### Brief
The answer must consist of every line in the records below that contains the string "outline".

### Records provided
· · · ·
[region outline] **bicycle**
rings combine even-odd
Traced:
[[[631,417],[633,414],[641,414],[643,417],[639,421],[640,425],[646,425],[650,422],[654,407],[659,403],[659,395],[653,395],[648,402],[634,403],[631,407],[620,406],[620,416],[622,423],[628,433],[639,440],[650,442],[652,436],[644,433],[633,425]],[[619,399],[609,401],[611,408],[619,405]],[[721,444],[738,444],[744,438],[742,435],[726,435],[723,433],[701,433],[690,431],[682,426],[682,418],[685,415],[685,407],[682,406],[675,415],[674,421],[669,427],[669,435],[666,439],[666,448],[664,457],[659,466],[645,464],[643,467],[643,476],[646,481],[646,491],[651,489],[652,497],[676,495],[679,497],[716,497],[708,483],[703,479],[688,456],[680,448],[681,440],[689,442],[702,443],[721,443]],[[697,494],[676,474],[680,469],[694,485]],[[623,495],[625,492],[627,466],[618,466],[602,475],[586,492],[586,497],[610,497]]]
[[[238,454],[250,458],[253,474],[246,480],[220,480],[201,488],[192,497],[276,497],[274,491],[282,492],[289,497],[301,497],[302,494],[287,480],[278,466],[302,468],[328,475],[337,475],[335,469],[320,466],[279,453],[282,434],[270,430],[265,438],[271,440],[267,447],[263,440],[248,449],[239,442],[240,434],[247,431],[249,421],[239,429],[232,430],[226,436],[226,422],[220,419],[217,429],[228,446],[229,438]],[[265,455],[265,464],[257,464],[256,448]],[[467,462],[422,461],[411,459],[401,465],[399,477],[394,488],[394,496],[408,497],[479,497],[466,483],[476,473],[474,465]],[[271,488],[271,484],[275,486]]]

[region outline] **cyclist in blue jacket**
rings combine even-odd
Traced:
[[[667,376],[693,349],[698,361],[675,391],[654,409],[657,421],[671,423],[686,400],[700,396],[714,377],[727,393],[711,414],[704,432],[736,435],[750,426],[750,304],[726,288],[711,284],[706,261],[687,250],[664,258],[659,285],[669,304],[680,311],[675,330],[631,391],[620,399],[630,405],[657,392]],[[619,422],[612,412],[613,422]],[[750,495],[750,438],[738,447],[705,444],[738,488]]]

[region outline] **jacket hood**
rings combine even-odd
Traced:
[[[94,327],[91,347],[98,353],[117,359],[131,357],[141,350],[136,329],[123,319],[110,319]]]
· · · ·
### Solution below
[region outline] **bicycle**
[region outline] **cyclist in blue jacket**
[region outline] **jacket hood**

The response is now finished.